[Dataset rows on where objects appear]
================================
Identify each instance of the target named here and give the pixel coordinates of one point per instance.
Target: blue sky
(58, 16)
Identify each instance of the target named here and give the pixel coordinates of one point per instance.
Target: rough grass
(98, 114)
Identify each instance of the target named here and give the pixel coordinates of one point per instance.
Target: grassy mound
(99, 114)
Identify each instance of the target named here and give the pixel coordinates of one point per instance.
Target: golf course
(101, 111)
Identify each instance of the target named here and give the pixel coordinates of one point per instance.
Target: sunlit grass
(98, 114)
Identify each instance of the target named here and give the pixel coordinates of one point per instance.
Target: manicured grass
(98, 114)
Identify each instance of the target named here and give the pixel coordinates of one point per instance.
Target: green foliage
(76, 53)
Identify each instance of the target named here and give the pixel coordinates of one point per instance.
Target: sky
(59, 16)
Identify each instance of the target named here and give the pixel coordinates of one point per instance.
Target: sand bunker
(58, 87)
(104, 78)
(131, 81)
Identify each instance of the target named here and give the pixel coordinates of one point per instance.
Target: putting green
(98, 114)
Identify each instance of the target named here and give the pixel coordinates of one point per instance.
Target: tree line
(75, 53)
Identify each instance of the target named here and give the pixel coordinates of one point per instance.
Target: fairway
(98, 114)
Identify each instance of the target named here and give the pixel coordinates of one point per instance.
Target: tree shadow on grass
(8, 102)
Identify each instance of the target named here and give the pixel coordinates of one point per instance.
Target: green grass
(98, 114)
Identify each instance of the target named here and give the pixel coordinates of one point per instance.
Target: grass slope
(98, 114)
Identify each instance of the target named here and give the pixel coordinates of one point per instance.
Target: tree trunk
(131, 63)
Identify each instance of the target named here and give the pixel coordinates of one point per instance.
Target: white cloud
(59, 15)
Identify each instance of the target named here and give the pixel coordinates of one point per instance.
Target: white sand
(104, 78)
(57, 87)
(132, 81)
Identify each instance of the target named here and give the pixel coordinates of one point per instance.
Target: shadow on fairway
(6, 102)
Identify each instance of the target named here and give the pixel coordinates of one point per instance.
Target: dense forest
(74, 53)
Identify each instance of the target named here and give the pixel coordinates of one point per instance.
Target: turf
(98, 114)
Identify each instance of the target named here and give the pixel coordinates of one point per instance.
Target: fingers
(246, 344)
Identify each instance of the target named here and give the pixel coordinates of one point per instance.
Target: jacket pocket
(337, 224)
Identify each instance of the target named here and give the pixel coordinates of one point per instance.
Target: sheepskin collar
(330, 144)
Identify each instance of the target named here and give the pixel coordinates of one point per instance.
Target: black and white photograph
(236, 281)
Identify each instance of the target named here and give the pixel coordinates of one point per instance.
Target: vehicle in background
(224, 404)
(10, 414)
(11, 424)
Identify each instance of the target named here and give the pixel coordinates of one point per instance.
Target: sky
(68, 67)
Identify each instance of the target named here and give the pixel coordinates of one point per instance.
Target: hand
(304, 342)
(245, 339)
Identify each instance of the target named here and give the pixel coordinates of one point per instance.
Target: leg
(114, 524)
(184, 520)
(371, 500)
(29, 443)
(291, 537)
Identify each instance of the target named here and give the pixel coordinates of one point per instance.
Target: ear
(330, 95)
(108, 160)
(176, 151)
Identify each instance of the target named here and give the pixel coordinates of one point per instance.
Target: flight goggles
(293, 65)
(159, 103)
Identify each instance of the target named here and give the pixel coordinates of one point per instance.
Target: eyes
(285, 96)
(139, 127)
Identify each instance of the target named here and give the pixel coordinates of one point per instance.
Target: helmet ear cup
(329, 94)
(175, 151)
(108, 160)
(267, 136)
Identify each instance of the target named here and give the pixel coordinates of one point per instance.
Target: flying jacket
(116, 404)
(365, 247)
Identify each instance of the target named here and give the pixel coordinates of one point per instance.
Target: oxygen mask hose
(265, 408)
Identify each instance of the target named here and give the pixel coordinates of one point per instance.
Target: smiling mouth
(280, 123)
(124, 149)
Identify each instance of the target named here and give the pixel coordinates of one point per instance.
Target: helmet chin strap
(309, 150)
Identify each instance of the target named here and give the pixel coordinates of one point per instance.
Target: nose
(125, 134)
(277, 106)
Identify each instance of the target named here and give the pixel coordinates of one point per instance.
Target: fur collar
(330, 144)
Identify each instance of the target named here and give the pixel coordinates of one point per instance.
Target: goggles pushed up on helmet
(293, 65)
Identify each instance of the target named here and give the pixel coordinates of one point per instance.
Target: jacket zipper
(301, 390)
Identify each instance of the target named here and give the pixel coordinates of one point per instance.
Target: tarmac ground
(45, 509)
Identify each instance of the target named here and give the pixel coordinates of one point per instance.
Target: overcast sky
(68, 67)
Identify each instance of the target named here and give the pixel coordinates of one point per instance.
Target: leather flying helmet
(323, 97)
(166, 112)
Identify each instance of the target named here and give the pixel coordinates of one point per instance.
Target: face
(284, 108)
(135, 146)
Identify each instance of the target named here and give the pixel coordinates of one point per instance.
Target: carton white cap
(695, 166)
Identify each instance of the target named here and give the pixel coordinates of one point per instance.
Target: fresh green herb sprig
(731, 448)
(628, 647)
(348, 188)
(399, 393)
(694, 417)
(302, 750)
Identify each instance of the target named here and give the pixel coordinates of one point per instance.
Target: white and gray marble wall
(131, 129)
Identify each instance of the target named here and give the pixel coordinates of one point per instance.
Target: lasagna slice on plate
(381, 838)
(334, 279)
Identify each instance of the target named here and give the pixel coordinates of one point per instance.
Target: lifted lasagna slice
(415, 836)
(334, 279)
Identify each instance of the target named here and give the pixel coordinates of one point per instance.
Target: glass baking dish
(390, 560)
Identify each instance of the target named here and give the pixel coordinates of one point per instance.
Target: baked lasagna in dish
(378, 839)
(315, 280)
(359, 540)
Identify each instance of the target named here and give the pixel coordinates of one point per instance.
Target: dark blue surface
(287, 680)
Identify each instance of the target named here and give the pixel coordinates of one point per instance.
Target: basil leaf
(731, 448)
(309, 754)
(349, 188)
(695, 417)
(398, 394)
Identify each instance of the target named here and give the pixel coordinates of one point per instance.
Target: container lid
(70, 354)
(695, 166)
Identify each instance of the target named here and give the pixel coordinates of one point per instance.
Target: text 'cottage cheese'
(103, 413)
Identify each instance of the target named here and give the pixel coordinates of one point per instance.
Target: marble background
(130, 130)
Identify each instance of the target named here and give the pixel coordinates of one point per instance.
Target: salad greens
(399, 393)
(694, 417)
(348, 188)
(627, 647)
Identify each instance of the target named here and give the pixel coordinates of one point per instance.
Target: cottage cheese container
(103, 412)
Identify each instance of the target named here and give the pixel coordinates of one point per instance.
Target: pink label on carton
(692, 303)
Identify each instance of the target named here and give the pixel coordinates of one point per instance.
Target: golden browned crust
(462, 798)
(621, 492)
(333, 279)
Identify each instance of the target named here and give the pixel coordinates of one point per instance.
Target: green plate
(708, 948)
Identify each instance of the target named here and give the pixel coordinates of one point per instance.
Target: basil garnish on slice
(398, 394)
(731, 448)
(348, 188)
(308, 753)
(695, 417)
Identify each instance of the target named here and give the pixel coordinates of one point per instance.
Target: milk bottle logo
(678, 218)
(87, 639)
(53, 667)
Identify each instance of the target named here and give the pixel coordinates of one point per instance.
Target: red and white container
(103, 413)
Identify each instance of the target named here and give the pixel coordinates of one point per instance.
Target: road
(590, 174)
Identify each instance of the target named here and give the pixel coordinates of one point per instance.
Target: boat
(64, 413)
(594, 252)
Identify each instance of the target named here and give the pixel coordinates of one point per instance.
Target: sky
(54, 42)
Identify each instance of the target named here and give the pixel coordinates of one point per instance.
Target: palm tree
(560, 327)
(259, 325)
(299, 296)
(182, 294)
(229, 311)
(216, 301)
================================
### Directions for this task:
Quote all the records exactly, please, leaving none out.

### Problem solution:
Identify each instance of the target named here and give the pixel coordinates of one point per instance.
Target: blue sky
(58, 16)
Identify each instance of the target named here and give the pixel coordinates of one point per instance.
Target: rough grass
(98, 114)
Identify each instance of the target named here and give the pixel coordinates of one point per instance.
Target: grassy mound
(99, 114)
Identify each instance of the target named here and give the pixel coordinates of one point per instance.
Target: golf course
(101, 111)
Identify each instance of the target named here and give the pixel coordinates of one point per instance.
Target: sunlit grass
(98, 114)
Identify each instance of the target named here and give the pixel coordinates of one point per instance.
Target: manicured grass
(98, 114)
Identify each instance of the target named here and give the pixel coordinates of one point per instance.
Target: green foliage
(76, 53)
Identify each instance of the target named here and give the pixel coordinates of one point per instance.
Target: sky
(59, 16)
Identify each instance of the target named here and give the pixel coordinates of one point per instance.
Target: sand bunker
(58, 87)
(104, 78)
(131, 81)
Identify each instance of the target named here and give the pixel coordinates of one point per instance.
Target: putting green
(98, 114)
Identify each instance of the target named here and give the pixel coordinates of one point per instance.
Target: tree line
(75, 53)
Identify each instance of the target named here and give the pixel coordinates of one point per instance.
Target: fairway
(98, 114)
Identify each instance of the target named here and give the pixel coordinates of one point per instance.
Target: tree shadow on grass
(8, 102)
Identify each instance of the target named here and give the pixel coordinates of one point per instance.
Target: green grass
(98, 114)
Identify each instance of the target named here and give the pixel coordinates of one point per instance.
Target: grass slope
(98, 114)
Identify each instance of the target named here and give the pixel coordinates of one point per instance.
Target: tree trunk
(131, 63)
Identify each instance of the target named here and give the pixel coordinates of one point per instance.
Target: white cloud
(59, 15)
Identify each instance of the target named here and give the pixel coordinates of one point per instance.
Target: white sand
(104, 78)
(57, 87)
(132, 81)
Identify each instance of the target named here and give the pixel coordinates of one point per instance.
Target: shadow on fairway
(6, 102)
Identify each instance of the target named here and give the pixel coordinates of one point per instance.
Target: dense forest
(74, 53)
Identify each instance of the target named here and give the pixel coordinates of one point per instance.
Target: turf
(98, 114)
Identify each instance of the target named here and give the pixel coordinates of one point per instance.
Target: fingers
(246, 344)
Identify each instance of the target named here and give the pixel coordinates of one point per instance.
Target: jacket pocket
(337, 224)
Identify each instance of the target named here and give the pixel coordinates of one point per instance.
Target: sheepskin collar
(330, 144)
Identify each instance of the target named here and give the pixel coordinates of one point per instance.
Target: black and white photograph
(236, 281)
Identify each instance of the target named here and give the pixel coordinates of one point per instance.
Target: vehicle in background
(224, 404)
(10, 414)
(11, 424)
Identify each instance of the target named here and give the pixel coordinates of one point per instance.
Target: sky
(68, 67)
Identify each instance of the target named here and give the pixel coordinates of one point per instance.
Target: hand
(304, 342)
(245, 339)
Identify each instance of the target named here and give the pixel coordinates of one point per instance.
Target: leg
(114, 524)
(184, 520)
(371, 500)
(29, 443)
(291, 537)
Identify each instance of the target named here and give the pixel coordinates of one point per instance.
Target: ear
(330, 95)
(108, 160)
(176, 151)
Identify each instance of the target named here and give the pixel coordinates of one point per instance.
Target: flight goggles
(293, 65)
(159, 103)
Identify each instance of the target named here and give the pixel coordinates of one point per instance.
Target: eyes
(285, 96)
(139, 127)
Identify each instance of the target named here and give the pixel coordinates of one point per instance.
Target: helmet ear cup
(329, 94)
(175, 151)
(108, 160)
(267, 136)
Identify each instance of the target named here and give the pixel coordinates of one point per instance.
Target: flying jacket
(116, 404)
(365, 247)
Identify each instance of the target named here and give the pixel coordinates of one point per instance.
Target: oxygen mask hose
(265, 408)
Identify each instance of the target named here and give the pixel coordinates of one point per instance.
Target: smiling mouth
(280, 123)
(124, 149)
Identify each instance of the target named here and give the pixel coordinates of one point per instance.
Target: helmet chin strap
(309, 150)
Identify each instance of the target named here and give the pixel coordinates of one point per instance.
Target: nose
(125, 134)
(277, 106)
Identify each instance of the target named here and give the pixel coordinates of one point per instance.
Target: fur collar
(330, 144)
Identify each instance of the target named here and give the pixel coordinates of one point per instance.
Target: goggles pushed up on helmet
(293, 65)
Identify each instance of the target named here and give the pixel coordinates of one point per instance.
Target: jacket zipper
(301, 390)
Identify each instance of the target named here and give the pixel coordinates of one point per instance.
Target: tarmac ground
(45, 509)
Identify each instance of the target named here and give the pixel coordinates of one point per instance.
Target: overcast sky
(68, 67)
Identify each instance of the target named here and give the pixel coordinates of one point per instance.
Target: leather flying helmet
(323, 97)
(166, 112)
Identify each instance of the target named here and give the pixel coordinates of one point per instance.
Target: face
(284, 108)
(135, 146)
Identify each instance of the target named here and give the pixel coordinates of one point per instance.
Target: carton white cap
(695, 166)
Identify each instance of the target named here and give the pixel coordinates of one point per instance.
Target: fresh green herb sprig
(731, 448)
(628, 647)
(348, 188)
(399, 393)
(694, 417)
(302, 750)
Identify each instance of the target named here and give the pixel coordinates of one point per instance.
Target: white and gray marble wall
(131, 129)
Identify each instance of the target named here and give the pixel coordinates of one point per instance.
Target: lasagna slice on plate
(381, 838)
(334, 279)
Identify each instance of the target named here and give the pixel coordinates of one point per instance.
Target: lifted lasagna slice
(415, 836)
(334, 279)
Identify each instance of the target named here and give the pixel coordinates of one point per instance.
Target: glass baking dish
(390, 560)
Identify each instance of the target named here and give the pixel coordinates of one point per instance.
Target: baked lasagna in dish
(378, 839)
(315, 280)
(359, 540)
Identify each instance of the target named here and give the pixel coordinates of one point per instance.
Target: dark blue surface
(287, 680)
Identify each instance of the target named here and give the pixel coordinates of one point per instance.
Target: basil leaf
(731, 448)
(309, 754)
(349, 188)
(695, 417)
(398, 394)
Identify each instance of the target named here and give the pixel coordinates of one point per instance.
Target: container lid
(70, 354)
(695, 166)
Identify each instance of the target named here and give the pixel coordinates of one point per instance.
Target: text 'cottage cheese'
(103, 413)
Identify each instance of the target named here and give the pixel coordinates of one point per instance.
Target: marble background
(130, 130)
Identify each instance of the target named here and give the pixel coordinates of one point per instance.
Target: salad greens
(399, 393)
(694, 417)
(348, 188)
(627, 647)
Identify each instance of the target named here and give the pixel coordinates of one point per instance.
Target: cottage cheese container
(103, 412)
Identify each instance of the target named here and give the pixel coordinates of one point per instance.
Target: pink label on carton
(692, 303)
Identify each instance of the target named here and give the pixel coordinates of one point per instance.
Target: golden browned crust
(462, 798)
(621, 492)
(333, 279)
Identify each instance of the target named here and give the pixel coordinates of one point per instance.
Target: green plate
(708, 948)
Identify each instance of the target named here and give the pixel coordinates of one point per instance.
Target: basil garnish on slice
(398, 394)
(731, 448)
(348, 188)
(308, 753)
(695, 417)
Identify each instance of the target named here and give the pixel coordinates of one point per instance.
Target: milk bottle logo
(678, 218)
(87, 639)
(53, 667)
Identify each instance of the target named here and give the pixel coordinates of one point per instance.
Target: red and white container
(103, 413)
Identify each instance of the target named here and give the pixel coordinates of one point per instance.
Target: road
(590, 174)
Identify each instance of the target named here and give the pixel coordinates of one point per instance.
Target: boat
(64, 413)
(594, 252)
Identify each instance of the target named here and give the pixel coordinates of one point per instance.
Target: sky
(54, 42)
Identify each instance of the target named here and give the pixel coordinates of one point per instance.
Target: palm tree
(560, 327)
(259, 325)
(299, 296)
(182, 294)
(229, 311)
(216, 301)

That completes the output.